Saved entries
== Segment start ==
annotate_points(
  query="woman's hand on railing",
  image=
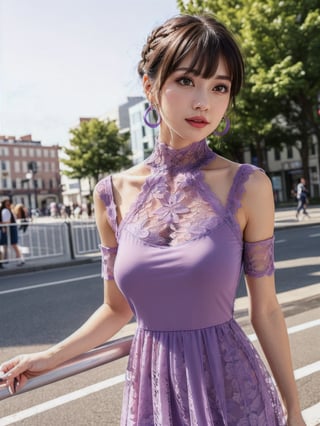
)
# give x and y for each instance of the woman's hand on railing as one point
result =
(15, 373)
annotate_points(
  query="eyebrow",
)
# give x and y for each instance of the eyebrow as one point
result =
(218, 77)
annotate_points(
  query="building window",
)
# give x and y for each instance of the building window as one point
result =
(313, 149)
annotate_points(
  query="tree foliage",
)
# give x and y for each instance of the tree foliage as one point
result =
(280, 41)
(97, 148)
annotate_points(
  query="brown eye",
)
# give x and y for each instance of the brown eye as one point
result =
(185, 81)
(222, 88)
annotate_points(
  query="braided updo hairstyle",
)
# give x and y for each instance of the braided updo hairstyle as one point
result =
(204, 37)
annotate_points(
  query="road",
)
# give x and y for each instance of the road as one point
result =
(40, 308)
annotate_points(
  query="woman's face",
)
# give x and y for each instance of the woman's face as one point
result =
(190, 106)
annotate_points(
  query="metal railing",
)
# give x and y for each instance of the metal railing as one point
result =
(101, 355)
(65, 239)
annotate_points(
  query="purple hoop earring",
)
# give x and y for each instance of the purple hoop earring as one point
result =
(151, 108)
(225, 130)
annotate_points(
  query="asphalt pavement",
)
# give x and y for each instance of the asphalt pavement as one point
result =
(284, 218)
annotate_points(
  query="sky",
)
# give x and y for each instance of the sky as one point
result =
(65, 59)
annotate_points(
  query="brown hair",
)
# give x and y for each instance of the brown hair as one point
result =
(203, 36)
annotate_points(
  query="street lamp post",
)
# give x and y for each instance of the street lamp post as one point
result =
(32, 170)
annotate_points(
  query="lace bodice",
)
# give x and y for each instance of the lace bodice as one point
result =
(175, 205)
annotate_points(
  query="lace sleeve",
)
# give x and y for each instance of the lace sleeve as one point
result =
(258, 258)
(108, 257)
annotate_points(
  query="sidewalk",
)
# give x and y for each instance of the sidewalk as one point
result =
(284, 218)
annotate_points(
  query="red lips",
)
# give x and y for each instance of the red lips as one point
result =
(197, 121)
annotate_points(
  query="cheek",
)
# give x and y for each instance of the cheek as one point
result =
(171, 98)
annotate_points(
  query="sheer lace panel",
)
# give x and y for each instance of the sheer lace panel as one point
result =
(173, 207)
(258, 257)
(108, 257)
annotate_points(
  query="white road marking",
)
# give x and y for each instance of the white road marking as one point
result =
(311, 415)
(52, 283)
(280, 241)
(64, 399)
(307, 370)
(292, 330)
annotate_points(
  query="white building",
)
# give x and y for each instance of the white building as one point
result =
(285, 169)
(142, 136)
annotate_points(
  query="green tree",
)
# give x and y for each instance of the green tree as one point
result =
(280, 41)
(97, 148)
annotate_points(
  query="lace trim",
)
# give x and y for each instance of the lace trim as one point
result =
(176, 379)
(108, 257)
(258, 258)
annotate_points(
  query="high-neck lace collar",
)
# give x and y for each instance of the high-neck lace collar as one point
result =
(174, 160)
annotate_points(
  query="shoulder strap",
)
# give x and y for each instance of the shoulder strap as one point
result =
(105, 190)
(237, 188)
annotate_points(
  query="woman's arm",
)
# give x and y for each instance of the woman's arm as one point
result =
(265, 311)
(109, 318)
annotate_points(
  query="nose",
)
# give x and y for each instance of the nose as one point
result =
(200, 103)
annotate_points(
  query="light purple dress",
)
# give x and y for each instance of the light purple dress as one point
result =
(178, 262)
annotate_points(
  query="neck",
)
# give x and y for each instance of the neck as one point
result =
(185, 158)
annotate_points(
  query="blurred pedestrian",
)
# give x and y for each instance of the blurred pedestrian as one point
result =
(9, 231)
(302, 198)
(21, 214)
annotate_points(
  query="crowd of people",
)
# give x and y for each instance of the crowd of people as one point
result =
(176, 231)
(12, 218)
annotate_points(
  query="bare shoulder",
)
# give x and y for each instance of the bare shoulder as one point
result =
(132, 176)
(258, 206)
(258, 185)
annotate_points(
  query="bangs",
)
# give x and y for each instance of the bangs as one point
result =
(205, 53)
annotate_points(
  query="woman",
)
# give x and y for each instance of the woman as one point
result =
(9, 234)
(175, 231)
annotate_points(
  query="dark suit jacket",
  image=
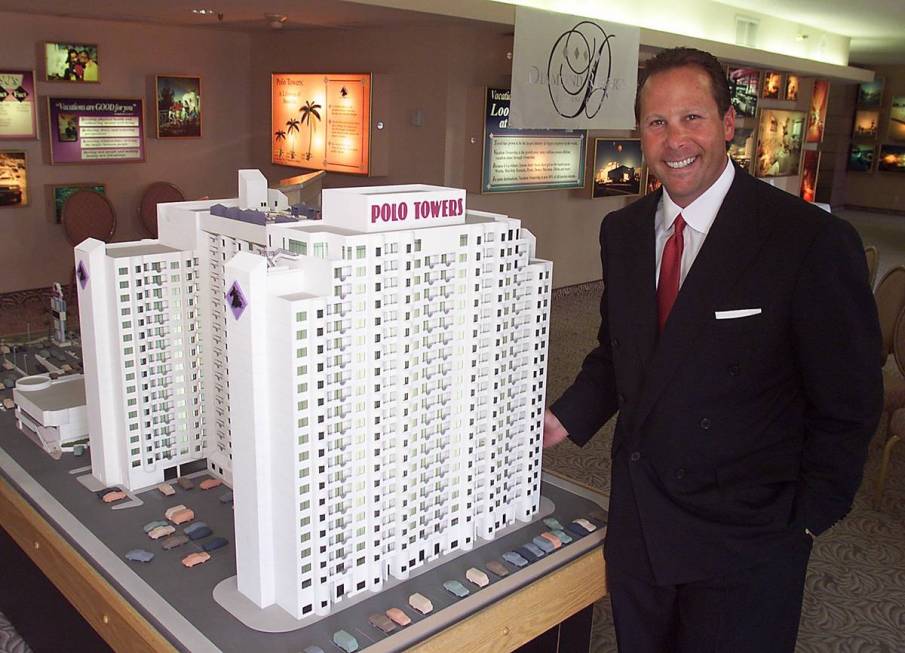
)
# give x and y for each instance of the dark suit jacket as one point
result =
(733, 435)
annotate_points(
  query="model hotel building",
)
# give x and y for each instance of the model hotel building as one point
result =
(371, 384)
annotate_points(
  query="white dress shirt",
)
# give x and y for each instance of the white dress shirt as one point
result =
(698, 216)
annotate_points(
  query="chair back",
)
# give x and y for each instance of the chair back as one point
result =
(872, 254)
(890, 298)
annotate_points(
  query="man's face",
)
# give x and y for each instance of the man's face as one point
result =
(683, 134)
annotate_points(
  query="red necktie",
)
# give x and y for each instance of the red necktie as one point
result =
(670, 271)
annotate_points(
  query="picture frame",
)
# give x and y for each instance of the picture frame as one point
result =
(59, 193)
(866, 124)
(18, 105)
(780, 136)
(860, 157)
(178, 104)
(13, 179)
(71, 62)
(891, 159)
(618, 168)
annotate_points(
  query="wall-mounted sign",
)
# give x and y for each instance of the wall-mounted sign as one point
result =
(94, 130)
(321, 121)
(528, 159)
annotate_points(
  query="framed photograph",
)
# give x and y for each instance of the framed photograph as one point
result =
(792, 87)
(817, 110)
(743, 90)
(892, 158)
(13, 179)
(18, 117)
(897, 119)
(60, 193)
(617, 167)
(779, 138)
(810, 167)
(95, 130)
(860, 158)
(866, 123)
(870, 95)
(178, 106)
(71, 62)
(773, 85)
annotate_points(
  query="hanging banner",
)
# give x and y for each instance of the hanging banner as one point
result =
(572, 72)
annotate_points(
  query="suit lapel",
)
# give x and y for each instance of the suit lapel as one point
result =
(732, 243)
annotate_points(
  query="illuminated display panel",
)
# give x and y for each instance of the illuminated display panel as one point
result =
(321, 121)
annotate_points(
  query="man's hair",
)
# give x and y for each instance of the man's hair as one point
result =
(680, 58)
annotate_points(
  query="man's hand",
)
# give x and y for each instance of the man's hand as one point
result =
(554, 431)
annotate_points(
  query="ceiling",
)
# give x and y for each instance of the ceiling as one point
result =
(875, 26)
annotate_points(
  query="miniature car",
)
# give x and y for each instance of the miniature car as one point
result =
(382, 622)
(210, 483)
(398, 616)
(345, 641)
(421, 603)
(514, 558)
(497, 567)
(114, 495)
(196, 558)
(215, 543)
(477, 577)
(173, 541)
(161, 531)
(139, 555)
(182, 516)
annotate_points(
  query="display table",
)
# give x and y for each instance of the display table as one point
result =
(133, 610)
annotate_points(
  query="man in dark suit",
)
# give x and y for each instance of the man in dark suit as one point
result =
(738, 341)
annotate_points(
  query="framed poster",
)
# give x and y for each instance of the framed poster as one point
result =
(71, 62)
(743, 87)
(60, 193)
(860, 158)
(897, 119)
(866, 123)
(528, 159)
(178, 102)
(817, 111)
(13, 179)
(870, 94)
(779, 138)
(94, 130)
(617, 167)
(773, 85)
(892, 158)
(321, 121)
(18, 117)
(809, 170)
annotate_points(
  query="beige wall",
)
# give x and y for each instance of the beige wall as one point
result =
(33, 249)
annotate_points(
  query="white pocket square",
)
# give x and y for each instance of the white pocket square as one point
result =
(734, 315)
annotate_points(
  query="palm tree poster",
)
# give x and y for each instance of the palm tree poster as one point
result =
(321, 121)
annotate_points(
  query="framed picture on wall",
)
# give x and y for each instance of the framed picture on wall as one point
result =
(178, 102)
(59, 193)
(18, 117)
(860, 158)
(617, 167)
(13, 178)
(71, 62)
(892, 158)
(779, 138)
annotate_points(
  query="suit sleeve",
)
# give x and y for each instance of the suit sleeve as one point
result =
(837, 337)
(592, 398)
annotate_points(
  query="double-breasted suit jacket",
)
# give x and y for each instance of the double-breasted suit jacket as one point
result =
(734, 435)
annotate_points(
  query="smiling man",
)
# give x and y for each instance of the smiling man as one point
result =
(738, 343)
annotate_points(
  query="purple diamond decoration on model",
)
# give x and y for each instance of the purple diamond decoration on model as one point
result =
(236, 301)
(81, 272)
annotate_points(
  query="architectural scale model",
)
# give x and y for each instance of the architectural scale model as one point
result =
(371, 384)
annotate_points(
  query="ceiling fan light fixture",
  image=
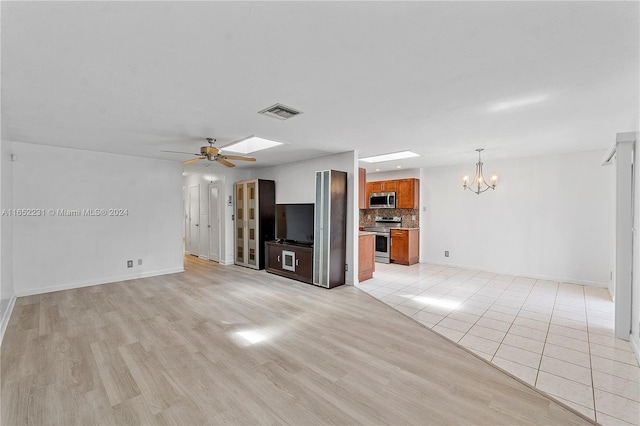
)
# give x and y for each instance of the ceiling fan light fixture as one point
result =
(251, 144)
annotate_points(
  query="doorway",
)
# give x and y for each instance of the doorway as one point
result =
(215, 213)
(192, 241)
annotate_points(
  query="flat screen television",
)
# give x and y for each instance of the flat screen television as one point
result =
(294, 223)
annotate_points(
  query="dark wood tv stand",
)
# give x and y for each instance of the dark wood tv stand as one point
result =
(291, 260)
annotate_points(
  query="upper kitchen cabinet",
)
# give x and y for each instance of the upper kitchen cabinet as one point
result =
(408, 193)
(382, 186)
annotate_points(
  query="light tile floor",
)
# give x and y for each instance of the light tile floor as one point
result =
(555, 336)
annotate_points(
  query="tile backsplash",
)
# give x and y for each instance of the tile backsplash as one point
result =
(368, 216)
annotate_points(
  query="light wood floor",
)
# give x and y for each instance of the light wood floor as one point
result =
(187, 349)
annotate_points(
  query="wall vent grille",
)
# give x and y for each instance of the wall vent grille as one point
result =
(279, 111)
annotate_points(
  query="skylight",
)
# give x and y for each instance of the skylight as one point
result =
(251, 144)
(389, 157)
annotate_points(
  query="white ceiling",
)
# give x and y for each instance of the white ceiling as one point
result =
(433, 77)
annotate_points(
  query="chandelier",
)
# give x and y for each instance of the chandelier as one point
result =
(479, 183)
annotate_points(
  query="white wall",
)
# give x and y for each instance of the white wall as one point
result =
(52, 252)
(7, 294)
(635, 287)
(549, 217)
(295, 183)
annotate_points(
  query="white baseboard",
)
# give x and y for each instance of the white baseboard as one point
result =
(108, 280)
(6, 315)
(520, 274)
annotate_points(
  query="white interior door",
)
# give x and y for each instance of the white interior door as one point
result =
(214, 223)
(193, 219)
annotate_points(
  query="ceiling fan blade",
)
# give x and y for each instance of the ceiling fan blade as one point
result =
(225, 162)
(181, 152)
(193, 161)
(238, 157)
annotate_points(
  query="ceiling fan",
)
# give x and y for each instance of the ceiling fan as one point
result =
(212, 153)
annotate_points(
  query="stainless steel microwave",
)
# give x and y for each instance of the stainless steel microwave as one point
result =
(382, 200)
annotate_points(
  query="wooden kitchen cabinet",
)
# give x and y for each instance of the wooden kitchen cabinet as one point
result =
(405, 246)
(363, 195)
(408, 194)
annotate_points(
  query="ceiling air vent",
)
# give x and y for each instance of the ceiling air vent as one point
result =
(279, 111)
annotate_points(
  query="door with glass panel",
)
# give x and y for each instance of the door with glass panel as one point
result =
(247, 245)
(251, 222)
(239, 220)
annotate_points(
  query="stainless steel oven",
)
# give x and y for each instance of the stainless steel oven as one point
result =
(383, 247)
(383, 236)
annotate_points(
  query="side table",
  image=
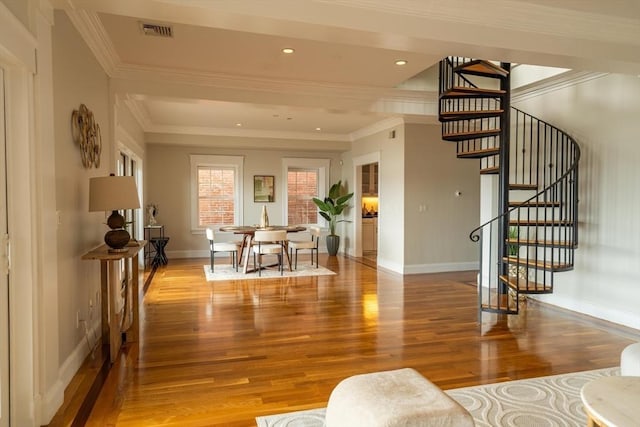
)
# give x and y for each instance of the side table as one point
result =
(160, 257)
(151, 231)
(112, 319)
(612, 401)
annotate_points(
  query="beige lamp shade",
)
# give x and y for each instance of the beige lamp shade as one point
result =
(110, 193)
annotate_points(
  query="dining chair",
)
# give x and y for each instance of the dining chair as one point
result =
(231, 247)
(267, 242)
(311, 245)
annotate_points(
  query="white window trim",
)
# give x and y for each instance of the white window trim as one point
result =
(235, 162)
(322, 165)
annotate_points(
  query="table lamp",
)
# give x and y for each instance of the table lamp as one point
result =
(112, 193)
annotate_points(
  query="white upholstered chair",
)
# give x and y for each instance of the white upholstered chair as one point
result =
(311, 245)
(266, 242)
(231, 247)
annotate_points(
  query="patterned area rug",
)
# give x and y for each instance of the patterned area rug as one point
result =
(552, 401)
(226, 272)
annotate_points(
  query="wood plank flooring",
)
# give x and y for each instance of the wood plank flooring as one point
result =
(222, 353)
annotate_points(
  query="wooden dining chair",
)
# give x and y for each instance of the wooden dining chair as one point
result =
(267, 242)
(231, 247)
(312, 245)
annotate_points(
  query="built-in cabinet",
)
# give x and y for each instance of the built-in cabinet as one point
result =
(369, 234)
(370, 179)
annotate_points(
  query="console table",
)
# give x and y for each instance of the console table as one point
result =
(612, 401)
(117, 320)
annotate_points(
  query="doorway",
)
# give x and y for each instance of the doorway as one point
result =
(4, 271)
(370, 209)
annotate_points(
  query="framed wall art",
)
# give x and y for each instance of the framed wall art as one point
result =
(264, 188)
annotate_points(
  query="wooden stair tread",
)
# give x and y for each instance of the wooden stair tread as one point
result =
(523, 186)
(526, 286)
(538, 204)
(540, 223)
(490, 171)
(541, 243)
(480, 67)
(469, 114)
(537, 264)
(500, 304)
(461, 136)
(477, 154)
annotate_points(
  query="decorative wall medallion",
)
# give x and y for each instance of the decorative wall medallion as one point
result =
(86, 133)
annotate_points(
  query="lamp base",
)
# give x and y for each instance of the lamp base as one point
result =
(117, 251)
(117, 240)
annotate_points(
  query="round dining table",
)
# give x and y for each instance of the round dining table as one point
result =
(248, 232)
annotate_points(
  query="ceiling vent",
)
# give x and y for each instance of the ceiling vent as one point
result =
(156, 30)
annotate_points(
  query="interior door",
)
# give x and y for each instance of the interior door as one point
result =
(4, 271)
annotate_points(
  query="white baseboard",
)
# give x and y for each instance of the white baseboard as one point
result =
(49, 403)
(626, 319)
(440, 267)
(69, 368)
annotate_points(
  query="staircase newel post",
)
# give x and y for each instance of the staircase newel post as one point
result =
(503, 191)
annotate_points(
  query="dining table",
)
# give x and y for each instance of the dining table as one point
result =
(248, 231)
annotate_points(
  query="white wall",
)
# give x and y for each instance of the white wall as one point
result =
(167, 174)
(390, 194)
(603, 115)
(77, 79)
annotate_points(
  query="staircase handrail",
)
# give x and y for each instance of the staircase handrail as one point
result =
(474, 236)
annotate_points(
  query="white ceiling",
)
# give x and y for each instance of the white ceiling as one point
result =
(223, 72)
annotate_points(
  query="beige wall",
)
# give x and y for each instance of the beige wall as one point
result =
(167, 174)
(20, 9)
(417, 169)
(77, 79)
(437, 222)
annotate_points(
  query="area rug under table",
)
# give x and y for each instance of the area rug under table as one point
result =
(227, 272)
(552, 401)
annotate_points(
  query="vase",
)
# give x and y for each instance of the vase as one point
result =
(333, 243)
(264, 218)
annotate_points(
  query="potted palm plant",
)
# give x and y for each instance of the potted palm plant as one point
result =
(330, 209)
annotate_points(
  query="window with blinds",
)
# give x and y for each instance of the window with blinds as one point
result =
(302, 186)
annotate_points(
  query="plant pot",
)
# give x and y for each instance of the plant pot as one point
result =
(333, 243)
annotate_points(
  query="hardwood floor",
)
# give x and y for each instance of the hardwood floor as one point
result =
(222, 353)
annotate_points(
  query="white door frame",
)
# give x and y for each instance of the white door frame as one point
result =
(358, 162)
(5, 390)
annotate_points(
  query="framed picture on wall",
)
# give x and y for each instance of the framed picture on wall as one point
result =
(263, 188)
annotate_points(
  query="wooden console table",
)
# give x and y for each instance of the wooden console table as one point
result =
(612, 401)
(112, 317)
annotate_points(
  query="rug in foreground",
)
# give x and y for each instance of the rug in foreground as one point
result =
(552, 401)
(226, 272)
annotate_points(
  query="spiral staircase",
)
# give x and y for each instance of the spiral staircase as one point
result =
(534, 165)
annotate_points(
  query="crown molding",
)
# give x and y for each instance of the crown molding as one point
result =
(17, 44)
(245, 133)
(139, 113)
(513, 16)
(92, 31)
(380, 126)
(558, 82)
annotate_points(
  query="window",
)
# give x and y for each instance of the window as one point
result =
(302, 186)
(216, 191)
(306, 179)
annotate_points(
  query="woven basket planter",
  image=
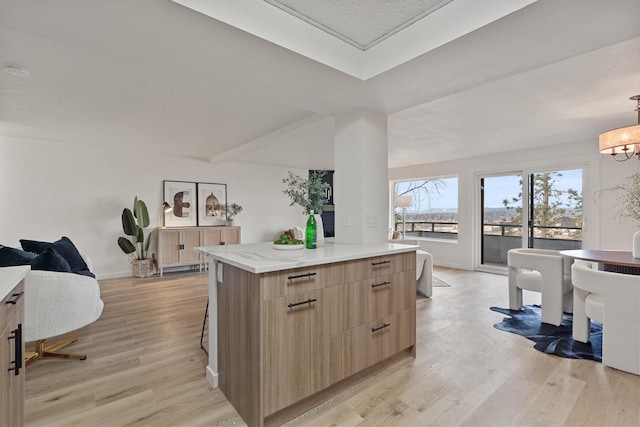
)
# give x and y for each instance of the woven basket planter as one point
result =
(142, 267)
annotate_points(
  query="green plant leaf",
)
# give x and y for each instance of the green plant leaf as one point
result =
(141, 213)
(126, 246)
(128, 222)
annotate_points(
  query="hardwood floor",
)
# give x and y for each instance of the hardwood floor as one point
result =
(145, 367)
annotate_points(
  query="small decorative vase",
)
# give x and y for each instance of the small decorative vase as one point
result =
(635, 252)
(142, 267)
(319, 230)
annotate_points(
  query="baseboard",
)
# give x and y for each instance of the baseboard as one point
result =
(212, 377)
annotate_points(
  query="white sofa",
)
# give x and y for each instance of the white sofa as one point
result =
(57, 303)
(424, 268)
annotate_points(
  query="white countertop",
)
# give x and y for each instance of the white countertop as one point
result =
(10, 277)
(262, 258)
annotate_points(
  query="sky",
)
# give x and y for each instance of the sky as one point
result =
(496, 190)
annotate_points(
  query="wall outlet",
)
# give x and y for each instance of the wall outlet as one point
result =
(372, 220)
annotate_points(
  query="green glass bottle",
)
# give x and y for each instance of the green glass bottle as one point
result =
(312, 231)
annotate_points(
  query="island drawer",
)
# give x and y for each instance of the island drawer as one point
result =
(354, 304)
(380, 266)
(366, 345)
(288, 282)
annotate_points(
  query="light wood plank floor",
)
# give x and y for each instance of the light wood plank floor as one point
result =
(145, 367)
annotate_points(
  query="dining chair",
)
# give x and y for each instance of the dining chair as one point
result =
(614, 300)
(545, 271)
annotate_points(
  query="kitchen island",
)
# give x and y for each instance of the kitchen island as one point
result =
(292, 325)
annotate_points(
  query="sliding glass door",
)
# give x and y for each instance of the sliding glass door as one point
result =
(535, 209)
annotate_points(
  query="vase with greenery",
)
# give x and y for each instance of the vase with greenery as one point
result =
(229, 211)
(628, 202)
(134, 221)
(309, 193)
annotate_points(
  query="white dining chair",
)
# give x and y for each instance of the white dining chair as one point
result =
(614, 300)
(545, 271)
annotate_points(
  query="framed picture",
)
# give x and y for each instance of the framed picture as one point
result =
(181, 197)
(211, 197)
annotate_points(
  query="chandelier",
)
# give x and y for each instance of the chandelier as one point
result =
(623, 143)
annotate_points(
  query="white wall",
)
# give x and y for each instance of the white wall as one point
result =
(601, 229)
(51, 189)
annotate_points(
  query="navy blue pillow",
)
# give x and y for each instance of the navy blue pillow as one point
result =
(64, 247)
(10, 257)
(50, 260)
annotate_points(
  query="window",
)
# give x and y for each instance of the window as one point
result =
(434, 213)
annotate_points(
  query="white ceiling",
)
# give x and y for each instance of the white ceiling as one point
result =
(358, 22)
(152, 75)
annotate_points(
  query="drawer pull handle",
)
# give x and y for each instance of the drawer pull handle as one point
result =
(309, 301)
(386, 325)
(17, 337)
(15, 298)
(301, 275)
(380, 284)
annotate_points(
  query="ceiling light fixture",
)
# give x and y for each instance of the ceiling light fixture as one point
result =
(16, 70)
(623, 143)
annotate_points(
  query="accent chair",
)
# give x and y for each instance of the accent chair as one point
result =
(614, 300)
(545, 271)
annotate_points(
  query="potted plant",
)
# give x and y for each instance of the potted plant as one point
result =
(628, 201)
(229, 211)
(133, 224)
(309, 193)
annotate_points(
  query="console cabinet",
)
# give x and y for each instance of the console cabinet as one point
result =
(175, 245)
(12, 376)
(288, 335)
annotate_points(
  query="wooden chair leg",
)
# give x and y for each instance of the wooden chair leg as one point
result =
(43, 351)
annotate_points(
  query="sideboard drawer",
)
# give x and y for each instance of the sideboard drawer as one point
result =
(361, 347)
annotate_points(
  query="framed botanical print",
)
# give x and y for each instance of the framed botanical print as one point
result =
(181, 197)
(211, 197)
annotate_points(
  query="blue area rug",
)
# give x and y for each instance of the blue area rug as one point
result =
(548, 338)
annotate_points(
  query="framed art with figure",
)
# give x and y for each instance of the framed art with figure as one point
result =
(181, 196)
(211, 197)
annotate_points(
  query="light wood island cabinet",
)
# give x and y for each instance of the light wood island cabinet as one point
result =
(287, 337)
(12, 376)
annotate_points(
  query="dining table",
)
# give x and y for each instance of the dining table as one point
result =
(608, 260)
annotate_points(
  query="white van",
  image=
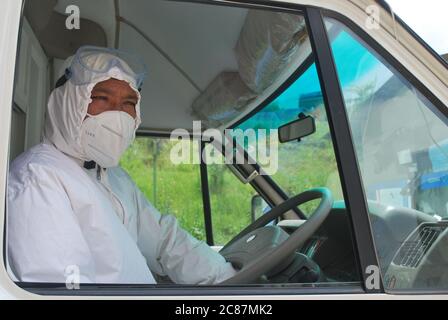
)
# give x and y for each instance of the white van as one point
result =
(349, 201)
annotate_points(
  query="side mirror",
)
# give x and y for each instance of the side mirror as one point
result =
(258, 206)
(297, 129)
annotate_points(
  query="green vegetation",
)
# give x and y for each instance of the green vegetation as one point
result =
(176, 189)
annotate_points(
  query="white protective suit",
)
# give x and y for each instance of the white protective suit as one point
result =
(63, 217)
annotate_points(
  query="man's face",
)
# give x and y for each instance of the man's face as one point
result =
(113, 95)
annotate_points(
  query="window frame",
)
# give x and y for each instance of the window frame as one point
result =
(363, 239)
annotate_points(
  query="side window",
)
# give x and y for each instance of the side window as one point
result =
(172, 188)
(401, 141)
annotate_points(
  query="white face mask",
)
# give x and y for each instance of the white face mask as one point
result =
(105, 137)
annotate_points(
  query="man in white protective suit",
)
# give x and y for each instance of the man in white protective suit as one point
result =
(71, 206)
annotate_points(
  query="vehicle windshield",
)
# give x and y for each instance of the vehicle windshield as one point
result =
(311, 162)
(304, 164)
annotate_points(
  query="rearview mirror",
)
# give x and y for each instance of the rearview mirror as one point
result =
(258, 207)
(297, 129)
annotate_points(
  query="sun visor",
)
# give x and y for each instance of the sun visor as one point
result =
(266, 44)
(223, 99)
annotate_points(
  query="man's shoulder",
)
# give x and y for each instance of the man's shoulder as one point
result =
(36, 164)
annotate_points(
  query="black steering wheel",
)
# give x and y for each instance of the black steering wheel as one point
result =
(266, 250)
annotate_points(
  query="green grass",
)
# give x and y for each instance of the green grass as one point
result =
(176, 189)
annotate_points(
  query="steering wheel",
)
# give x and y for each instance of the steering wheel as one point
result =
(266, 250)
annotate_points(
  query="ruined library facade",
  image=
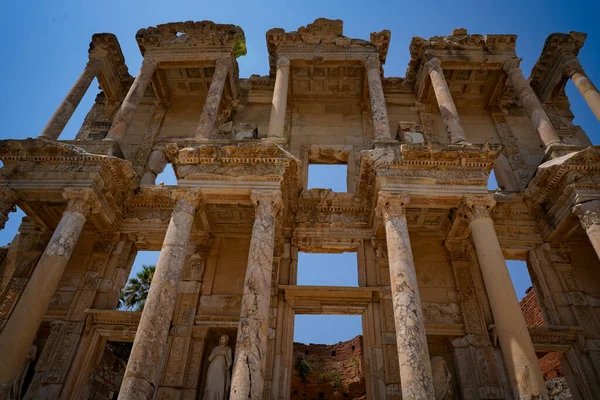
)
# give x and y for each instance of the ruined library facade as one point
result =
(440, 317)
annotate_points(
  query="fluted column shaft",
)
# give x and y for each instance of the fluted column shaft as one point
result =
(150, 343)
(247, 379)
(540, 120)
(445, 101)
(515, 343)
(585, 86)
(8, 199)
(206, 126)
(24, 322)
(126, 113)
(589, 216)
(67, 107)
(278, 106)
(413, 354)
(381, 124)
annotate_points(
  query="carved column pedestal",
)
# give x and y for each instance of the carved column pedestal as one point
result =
== Segment end ==
- Work to be completed
Each line in the entries above that includes the string "vent" should be extracted.

- Your solution
  query="wall vent grille",
# give x and y for each instance of the wall vent grille as one point
  query="ceiling air vent",
# give x and y for each instance of the ceiling air vent as one point
  query="ceiling vent",
# give x and y for each instance of the ceiling vent as one point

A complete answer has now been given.